REQUEST 1>
From the listing further down, give the lines from the one containing "In this exercise you will locate the popcorn" through the one containing "<point>358,507</point>", inclusive, as a JSON list of strings with one string per line and blank lines omitted.

** START TEXT TO READ **

= European Universities Debating Championships =

Large European debate competition

The European Universities Debating Championship, abbreviated as the EUDC, is Europe's largest and most prestigious debating tournament. It is held annually at the university level and rounds happen in the British Parliamentary style of debate. ESL teams, if eliminated by the open rounds, partake in their own rounds, which are also considered prestigious. The tournament is governed by the EUDC council, which selects where each year's edition is held.

The championship has occasionally been impacted by geopolitical tensions regarding Israel. A 2018 boycott by Qatar University led to a constitutional amendment banning national origin discrimination, while protests against the alleged military involvement of Israeli universities and concerns over an Israeli genocide in 2026 forced the tournament's finals to be held behind closed doors.

** END TEXT TO READ **

REQUEST 2>
Continue the article on the European Universities Debating Championships from where it ends.

** START INPUT MATERIAL **

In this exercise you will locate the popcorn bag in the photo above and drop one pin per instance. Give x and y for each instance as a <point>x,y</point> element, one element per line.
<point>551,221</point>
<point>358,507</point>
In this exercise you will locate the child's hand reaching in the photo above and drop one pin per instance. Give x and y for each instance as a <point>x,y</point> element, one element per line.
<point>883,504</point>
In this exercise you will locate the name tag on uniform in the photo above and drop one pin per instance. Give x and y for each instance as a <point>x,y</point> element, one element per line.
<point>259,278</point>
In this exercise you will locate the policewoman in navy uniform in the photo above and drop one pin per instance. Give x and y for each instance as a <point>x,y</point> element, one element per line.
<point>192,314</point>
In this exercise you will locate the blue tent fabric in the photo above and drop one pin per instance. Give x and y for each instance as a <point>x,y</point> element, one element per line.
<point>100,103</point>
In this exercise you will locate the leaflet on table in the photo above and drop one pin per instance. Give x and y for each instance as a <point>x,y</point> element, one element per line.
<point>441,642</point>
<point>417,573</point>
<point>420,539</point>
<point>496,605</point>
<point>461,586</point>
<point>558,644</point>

** END INPUT MATERIAL **
** START INPUT MATERIAL **

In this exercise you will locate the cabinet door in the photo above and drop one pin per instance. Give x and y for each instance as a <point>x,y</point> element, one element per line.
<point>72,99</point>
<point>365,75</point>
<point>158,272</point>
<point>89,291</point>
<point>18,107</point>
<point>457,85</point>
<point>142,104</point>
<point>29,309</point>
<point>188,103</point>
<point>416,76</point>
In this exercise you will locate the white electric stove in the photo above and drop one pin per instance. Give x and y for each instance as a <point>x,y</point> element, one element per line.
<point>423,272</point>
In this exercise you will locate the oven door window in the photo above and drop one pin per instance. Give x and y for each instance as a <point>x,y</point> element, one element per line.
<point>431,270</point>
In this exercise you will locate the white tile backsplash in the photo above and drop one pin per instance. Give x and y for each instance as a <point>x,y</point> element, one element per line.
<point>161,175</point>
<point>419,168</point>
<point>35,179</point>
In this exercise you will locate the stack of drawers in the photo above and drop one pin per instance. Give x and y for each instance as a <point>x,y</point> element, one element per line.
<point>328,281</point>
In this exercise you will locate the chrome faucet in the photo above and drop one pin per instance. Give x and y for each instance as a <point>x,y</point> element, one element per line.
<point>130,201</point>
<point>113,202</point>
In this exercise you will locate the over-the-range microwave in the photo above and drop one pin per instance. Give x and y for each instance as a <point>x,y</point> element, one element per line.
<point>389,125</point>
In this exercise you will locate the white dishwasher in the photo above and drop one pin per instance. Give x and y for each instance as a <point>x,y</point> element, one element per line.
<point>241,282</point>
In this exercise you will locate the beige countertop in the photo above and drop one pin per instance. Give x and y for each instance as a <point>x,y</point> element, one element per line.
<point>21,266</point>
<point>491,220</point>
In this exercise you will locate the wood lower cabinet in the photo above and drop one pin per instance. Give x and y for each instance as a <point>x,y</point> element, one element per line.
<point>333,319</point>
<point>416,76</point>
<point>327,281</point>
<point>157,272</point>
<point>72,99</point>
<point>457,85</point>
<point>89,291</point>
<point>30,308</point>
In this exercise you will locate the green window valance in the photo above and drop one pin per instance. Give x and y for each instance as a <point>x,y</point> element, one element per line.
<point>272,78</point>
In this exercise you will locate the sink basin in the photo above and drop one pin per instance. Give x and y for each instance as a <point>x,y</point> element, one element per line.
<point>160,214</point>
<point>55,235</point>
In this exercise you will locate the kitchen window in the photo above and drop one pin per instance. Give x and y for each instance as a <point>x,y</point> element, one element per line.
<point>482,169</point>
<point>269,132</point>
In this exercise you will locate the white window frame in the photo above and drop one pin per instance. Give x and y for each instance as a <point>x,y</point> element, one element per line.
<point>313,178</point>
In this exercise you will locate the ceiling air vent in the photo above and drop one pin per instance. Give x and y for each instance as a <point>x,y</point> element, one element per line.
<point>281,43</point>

** END INPUT MATERIAL **
** START INPUT MATERIAL **

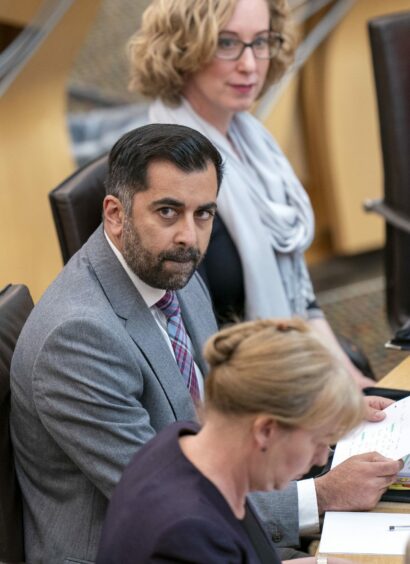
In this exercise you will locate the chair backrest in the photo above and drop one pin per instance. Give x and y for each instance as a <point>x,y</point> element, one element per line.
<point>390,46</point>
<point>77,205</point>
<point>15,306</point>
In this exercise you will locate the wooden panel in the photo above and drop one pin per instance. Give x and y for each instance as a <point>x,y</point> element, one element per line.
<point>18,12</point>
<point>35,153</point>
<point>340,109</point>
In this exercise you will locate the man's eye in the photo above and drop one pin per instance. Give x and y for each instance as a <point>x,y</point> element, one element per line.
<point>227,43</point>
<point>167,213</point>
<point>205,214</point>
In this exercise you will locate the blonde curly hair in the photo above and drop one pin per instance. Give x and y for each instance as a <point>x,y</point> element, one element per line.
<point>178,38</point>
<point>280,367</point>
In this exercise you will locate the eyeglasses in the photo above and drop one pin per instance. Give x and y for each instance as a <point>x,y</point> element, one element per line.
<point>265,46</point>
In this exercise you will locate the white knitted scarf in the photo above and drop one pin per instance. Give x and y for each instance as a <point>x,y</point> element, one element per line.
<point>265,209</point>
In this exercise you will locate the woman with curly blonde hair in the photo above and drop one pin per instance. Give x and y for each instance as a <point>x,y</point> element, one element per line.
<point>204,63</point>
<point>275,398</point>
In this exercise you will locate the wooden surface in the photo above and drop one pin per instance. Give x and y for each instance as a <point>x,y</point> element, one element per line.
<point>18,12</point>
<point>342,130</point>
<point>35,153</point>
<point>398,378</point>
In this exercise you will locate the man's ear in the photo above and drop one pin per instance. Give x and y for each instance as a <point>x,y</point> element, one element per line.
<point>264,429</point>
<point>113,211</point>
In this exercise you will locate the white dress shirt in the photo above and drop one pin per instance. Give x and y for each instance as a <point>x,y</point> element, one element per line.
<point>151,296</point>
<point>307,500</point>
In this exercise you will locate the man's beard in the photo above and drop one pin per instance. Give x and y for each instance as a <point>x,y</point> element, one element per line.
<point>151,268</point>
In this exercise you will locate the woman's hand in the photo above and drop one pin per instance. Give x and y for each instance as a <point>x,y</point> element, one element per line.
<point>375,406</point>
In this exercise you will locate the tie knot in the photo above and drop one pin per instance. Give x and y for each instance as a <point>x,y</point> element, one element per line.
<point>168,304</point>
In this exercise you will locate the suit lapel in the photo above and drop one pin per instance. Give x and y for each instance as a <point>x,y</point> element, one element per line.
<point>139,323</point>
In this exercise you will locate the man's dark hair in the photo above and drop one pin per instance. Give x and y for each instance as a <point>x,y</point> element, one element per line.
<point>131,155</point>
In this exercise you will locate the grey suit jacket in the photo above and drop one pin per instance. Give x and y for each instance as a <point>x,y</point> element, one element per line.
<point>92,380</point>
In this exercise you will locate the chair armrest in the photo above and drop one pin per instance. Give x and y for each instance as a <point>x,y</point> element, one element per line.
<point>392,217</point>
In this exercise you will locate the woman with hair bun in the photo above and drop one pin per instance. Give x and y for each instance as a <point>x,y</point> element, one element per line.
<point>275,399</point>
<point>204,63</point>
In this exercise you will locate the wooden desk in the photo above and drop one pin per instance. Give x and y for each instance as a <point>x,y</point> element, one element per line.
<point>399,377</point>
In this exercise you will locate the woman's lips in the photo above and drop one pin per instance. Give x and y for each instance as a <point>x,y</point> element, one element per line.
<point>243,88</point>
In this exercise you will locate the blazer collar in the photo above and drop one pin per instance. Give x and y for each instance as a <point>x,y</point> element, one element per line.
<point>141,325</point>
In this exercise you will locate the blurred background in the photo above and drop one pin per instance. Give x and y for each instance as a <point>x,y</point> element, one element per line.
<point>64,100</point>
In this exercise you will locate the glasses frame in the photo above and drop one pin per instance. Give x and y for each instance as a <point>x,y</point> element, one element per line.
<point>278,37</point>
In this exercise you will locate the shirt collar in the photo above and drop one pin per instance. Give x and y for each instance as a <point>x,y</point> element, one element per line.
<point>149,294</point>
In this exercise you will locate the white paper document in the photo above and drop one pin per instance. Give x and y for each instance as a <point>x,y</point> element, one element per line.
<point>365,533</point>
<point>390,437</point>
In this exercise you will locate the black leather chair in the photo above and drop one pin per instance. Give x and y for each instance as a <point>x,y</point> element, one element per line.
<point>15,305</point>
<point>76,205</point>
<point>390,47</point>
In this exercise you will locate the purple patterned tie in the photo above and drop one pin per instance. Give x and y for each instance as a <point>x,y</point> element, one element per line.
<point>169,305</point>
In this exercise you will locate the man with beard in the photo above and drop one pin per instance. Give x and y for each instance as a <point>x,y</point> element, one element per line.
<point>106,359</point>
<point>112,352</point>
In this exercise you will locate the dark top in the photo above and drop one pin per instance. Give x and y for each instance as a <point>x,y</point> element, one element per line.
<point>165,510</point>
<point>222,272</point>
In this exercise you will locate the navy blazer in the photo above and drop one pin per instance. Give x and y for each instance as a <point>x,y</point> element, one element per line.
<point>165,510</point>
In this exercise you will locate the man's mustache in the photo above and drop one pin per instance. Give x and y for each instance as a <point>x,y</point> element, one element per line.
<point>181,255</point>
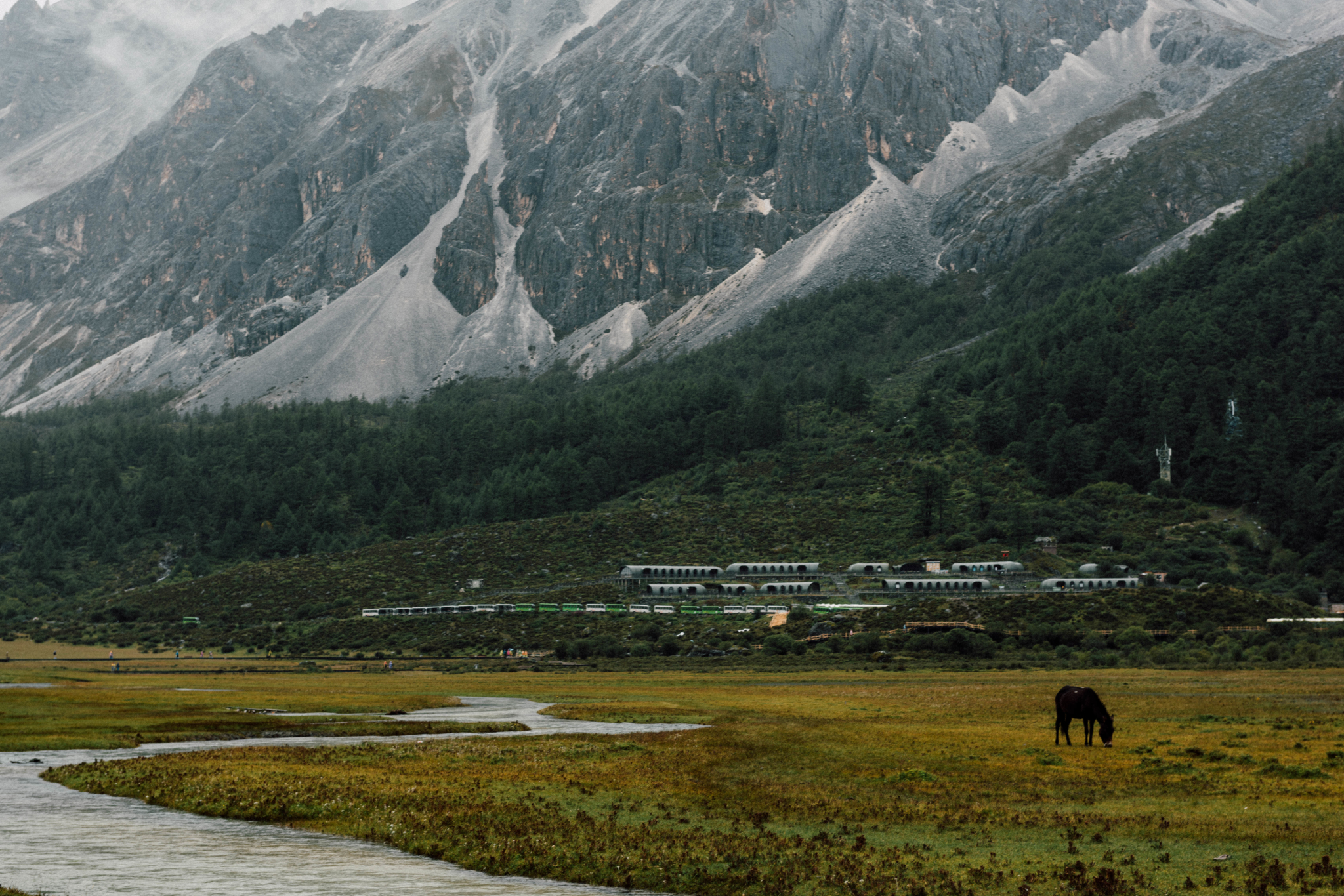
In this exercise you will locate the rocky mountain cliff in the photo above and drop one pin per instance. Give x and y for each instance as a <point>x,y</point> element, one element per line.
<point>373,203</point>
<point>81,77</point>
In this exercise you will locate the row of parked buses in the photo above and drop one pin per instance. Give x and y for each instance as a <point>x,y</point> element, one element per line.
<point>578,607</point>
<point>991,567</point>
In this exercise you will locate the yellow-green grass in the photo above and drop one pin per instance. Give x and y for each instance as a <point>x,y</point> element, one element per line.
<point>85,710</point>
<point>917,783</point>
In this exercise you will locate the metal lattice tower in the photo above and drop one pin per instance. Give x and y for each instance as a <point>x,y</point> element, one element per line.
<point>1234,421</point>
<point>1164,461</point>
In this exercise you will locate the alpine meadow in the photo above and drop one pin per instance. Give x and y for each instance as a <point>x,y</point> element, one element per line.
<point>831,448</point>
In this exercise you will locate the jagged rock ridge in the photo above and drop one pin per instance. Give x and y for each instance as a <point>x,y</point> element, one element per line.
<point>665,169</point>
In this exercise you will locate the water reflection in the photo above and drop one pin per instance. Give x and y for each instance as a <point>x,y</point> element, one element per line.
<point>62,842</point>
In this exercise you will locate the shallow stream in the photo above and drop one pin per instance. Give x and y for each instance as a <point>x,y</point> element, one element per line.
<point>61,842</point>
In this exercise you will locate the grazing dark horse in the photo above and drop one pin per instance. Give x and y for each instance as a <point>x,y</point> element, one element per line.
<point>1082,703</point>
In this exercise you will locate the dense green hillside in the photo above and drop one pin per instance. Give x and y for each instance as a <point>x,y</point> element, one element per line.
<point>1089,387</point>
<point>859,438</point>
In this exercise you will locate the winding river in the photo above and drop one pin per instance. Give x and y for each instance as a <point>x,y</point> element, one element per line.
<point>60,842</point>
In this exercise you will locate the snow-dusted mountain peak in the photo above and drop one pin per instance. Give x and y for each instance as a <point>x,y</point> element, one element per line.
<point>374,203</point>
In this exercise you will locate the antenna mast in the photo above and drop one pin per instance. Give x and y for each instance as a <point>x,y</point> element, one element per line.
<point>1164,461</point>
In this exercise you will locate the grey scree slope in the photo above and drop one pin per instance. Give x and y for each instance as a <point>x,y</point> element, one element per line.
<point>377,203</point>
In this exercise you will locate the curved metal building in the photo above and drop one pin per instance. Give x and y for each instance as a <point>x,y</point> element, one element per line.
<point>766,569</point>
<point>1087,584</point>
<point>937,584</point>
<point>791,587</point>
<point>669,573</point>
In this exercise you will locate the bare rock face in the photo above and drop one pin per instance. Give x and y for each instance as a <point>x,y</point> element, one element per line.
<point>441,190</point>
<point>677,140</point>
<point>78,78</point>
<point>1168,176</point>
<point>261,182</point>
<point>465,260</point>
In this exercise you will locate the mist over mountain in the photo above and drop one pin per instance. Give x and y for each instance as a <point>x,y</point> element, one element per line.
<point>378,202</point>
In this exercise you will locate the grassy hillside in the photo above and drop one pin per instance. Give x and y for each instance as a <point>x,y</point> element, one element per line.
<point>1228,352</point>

** END INPUT MATERIAL **

TASK OUTPUT 1>
[
  "In this exercise you will locate the popcorn bag in the photo above and drop one pin per instance. Give x and y for each instance as a <point>x,y</point> element, one element per line.",
  "<point>551,221</point>",
  "<point>358,507</point>"
]

TASK OUTPUT 2>
== Format ==
The tournament's term varies, but it is traditionally held between the months of July and August. The attendance is between 150 and 180 teams of two debaters each. Certain editions had up to 700 participants. There are 9 preliminary rounds in each tournament, and some advance, or "break", into the elimination rounds, with the goal being to advance roughly 10-20% of teams into the "open" category. In recent years, the trend has been to advance 24 teams. The top 8 teams advance directly to quarterfinals, with the bottom 16 facing off in partial octofinals. The winner of the elimination bracket is crowned EUDC champion, which, besides a trophy and status, grants them entry into the HWS Round Robin tournament.

Concurrently with the open category, the top ESL teams have their own elimination rounds, with the top 16 ESL teams advancing into quarterfinals. The winner of this category is crowned ESL champion, which is in itself a prestigious title.

The competition also compares the best speakers by averaging their individual speaker scores in preliminary rounds. This individual competition also has an ESL edition.

Motions (the topics of debates) are selected by the Chief Adjudication team, referred to as the CAP. The members of CAP are selected by the host of a given year's edition.

== Governance ==
The tournament is governed by the EUDC Council. It selects the convenors of each edition and drafts and amends the constitution. The tournament body contains 308 universities and 53 eligible countries. Votes are cast on a one-country, one-vote basis.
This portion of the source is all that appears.